In the records below, take the lines starting with the one containing "Question. Mark every instance of the beige work" and going on through the one containing "x=488 y=849". Convert them into a Markdown table with the columns Row and Line, one numbered row per line, and leave out any blank lines.

----

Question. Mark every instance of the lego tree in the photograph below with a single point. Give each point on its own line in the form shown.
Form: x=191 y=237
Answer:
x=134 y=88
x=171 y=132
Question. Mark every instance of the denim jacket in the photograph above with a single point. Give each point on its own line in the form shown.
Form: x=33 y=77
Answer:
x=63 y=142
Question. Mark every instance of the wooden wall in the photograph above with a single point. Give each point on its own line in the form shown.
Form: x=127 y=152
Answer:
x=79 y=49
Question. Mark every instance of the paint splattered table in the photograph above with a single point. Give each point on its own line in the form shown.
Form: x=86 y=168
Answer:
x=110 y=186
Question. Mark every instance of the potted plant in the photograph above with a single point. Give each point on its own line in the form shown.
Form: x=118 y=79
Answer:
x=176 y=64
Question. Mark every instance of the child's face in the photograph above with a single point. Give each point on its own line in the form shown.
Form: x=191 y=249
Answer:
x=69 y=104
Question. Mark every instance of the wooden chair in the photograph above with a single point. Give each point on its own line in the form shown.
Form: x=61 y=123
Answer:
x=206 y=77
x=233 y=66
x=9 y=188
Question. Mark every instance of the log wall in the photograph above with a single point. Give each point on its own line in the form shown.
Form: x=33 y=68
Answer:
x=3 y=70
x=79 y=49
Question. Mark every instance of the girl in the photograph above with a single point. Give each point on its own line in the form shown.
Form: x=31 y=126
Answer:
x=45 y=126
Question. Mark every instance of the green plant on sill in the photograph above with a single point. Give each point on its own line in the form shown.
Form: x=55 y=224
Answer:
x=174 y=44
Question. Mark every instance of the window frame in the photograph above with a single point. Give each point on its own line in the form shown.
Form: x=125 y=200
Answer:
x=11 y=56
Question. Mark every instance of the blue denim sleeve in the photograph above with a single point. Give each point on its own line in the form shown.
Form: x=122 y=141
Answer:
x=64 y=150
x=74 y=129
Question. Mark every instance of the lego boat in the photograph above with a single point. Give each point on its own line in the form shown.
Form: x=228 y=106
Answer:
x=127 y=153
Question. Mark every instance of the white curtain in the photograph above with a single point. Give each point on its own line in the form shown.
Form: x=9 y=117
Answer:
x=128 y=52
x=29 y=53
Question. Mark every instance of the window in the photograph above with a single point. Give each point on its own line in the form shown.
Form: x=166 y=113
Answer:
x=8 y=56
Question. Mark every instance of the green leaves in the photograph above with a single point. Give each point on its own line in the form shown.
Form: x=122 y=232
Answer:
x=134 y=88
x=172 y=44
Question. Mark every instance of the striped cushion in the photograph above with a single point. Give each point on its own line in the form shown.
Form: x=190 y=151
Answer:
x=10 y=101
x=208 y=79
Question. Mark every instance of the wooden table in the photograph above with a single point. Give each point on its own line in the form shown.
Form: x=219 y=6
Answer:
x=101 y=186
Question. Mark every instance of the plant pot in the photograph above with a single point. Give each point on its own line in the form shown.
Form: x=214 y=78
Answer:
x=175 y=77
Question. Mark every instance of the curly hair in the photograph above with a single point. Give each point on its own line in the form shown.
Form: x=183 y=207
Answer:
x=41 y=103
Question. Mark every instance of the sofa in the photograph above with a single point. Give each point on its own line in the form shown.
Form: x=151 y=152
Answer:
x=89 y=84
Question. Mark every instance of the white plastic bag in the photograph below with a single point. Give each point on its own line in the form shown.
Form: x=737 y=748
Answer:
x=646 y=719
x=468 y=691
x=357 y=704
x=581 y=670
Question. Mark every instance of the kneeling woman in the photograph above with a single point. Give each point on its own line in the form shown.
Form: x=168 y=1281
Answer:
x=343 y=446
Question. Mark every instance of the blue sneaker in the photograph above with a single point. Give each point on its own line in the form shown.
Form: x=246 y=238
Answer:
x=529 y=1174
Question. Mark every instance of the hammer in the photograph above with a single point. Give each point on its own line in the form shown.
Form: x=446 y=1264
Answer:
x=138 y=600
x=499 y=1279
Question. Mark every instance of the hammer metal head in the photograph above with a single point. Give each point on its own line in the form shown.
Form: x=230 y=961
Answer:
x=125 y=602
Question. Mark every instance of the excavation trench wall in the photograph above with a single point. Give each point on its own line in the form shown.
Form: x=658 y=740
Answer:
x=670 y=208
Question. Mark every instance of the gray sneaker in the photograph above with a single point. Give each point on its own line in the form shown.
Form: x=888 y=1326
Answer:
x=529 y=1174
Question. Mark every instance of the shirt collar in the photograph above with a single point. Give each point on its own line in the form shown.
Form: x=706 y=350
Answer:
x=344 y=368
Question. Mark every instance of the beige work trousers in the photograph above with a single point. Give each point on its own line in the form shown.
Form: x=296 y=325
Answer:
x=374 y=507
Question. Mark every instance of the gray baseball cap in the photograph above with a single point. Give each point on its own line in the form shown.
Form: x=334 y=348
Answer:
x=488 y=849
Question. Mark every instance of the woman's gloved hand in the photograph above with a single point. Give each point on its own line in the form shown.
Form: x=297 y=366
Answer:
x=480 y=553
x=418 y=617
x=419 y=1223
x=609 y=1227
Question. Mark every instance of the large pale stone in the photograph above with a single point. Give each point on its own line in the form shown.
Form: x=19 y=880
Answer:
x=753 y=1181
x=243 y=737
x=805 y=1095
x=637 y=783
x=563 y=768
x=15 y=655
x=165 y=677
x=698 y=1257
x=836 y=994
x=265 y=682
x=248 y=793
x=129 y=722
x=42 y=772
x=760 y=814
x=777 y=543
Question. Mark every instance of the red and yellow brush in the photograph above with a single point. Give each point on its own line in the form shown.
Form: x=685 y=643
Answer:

----

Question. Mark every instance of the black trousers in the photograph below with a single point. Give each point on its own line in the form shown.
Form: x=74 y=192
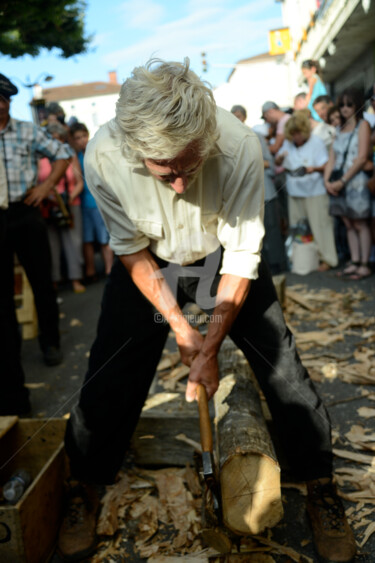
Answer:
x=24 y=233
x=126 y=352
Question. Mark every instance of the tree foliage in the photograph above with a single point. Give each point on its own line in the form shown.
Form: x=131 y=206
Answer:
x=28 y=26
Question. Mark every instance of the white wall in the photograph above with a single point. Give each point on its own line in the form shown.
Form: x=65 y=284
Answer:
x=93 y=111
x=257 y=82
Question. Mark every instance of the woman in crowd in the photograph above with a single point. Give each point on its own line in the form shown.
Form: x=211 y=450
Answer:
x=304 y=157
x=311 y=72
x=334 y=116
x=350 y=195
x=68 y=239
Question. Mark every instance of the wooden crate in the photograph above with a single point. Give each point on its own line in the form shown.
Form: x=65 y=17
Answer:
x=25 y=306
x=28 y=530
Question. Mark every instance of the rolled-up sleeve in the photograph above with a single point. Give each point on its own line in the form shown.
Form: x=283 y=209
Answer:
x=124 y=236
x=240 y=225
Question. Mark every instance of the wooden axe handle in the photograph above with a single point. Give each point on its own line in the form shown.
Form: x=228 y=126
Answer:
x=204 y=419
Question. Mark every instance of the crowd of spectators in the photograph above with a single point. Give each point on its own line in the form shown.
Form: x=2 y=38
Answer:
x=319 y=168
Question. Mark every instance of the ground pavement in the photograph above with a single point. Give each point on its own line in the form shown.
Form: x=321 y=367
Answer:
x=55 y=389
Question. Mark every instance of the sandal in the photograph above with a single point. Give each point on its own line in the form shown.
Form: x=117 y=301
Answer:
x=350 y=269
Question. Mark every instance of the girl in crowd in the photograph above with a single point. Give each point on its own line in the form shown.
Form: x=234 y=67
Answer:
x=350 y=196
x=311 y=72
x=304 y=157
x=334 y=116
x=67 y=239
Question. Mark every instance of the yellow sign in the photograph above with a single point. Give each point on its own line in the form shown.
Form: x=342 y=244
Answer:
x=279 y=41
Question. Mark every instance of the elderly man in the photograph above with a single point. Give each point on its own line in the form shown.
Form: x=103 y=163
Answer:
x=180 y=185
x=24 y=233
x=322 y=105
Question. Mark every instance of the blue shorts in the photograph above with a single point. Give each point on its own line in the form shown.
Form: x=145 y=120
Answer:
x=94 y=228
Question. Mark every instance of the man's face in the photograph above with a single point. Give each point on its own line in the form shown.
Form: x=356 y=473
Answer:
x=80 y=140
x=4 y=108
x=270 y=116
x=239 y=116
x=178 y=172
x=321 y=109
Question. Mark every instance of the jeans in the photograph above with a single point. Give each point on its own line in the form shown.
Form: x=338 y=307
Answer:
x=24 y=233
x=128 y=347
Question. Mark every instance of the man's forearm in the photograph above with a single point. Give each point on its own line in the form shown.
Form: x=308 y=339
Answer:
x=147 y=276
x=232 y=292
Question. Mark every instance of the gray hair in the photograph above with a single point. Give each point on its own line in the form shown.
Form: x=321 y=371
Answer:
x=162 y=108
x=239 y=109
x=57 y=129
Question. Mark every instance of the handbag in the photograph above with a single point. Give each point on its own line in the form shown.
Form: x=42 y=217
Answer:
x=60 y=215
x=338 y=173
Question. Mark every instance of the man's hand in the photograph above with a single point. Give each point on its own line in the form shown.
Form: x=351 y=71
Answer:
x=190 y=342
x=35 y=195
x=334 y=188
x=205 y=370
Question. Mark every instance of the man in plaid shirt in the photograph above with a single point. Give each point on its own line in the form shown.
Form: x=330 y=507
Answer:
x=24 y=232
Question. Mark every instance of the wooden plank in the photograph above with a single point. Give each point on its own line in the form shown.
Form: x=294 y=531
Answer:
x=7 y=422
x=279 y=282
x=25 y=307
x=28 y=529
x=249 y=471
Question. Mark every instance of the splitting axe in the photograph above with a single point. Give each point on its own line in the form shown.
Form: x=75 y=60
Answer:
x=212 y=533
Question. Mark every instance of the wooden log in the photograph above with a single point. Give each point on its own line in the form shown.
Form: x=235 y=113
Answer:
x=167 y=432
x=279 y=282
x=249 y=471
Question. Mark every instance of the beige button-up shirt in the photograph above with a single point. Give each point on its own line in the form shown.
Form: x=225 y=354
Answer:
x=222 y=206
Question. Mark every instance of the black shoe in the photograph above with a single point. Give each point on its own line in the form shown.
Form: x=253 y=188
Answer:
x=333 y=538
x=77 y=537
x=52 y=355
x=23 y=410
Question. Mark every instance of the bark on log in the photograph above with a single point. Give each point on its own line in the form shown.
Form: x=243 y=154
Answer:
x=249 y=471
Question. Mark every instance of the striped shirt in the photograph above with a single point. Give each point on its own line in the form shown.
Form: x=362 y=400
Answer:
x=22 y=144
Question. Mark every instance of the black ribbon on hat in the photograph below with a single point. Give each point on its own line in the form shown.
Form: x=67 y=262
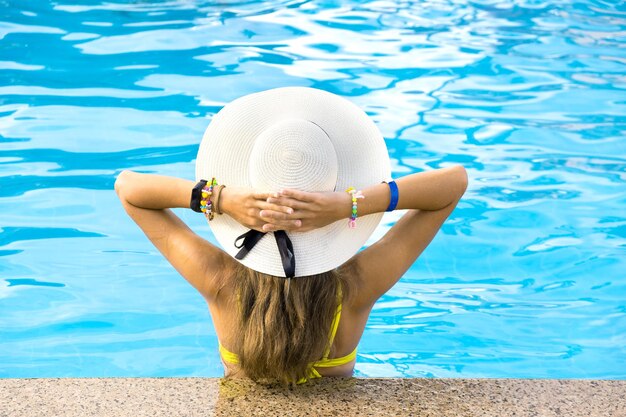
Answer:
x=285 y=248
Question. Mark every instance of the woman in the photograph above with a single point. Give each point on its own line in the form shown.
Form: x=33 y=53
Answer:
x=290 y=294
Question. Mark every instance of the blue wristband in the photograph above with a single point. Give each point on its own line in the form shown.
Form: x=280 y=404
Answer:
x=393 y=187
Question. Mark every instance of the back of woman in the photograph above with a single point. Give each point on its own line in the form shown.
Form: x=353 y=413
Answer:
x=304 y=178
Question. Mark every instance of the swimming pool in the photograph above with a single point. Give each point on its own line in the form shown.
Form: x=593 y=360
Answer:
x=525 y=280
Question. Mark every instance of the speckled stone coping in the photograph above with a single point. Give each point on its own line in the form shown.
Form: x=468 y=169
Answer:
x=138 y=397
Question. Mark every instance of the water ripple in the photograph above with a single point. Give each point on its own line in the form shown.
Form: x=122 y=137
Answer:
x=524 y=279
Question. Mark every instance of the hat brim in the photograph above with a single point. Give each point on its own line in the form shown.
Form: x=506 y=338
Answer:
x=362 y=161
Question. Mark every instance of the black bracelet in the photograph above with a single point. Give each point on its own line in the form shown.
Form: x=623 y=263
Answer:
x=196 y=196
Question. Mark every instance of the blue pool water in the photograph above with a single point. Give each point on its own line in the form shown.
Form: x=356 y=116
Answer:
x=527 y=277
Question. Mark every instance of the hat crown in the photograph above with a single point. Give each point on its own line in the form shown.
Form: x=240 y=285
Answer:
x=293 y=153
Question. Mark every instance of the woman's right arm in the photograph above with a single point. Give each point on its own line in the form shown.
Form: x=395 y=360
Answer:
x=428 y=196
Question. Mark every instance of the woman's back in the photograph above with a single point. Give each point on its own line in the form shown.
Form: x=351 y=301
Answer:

----

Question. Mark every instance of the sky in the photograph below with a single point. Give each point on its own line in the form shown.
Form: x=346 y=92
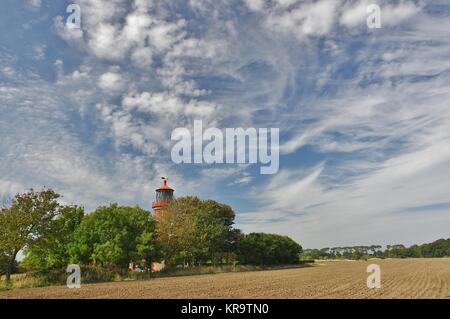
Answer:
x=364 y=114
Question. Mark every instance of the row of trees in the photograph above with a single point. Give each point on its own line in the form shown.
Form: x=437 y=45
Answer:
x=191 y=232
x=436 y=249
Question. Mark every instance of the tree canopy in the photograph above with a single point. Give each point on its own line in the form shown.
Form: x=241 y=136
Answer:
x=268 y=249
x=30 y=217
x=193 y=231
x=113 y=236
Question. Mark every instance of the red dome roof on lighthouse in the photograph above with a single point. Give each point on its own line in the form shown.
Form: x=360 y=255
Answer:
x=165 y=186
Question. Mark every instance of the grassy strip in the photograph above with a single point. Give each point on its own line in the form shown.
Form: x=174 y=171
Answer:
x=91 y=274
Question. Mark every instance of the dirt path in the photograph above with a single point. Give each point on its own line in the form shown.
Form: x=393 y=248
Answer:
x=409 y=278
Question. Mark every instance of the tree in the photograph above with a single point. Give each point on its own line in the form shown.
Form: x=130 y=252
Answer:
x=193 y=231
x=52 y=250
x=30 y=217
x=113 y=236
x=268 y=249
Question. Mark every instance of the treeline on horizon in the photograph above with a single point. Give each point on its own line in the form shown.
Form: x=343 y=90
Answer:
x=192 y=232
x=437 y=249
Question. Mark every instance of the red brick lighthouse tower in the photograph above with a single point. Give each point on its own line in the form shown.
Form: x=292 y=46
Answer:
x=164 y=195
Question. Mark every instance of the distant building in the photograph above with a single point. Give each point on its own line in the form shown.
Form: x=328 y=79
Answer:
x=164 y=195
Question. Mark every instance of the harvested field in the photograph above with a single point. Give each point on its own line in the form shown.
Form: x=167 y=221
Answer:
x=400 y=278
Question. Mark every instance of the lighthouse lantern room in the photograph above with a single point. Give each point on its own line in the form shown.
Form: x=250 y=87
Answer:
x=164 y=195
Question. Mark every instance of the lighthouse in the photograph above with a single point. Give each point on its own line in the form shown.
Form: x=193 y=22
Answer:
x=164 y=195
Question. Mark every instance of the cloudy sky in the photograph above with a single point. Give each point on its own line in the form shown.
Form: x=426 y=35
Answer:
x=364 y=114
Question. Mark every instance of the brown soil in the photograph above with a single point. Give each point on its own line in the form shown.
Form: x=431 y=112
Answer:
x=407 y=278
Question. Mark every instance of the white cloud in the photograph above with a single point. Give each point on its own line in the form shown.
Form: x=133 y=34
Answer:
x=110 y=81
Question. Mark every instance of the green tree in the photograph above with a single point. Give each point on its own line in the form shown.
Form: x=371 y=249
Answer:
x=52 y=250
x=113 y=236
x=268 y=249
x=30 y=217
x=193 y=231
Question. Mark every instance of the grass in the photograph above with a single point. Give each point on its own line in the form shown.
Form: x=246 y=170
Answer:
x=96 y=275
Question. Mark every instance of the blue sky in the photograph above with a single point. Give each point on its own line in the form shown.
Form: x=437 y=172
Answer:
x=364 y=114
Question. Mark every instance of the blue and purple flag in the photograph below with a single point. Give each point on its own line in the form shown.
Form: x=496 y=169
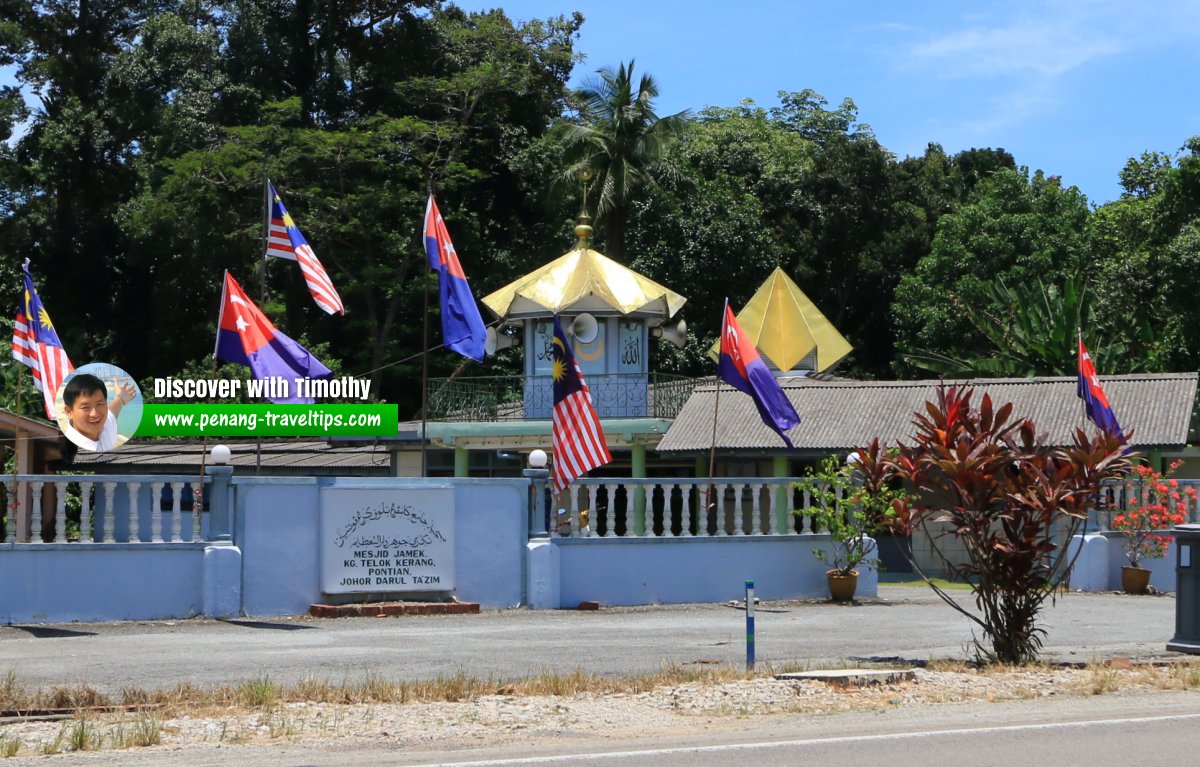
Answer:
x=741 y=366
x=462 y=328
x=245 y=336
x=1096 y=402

----

Solution for this problem |
| Row | Line |
|---|---|
| 1 | Question. Mark every instance of the beige work trousers in the photograph above with a single point. Give each point on its own line in the form shown. |
| 2 | Form: x=296 y=325 |
| 3 | Answer: |
| 4 | x=374 y=507 |
| 5 | Question. Mark every instance of the gray baseball cap in the photograph above with a single point. Give each point on its own line in the form shown. |
| 6 | Form: x=334 y=348 |
| 7 | Answer: |
| 8 | x=488 y=849 |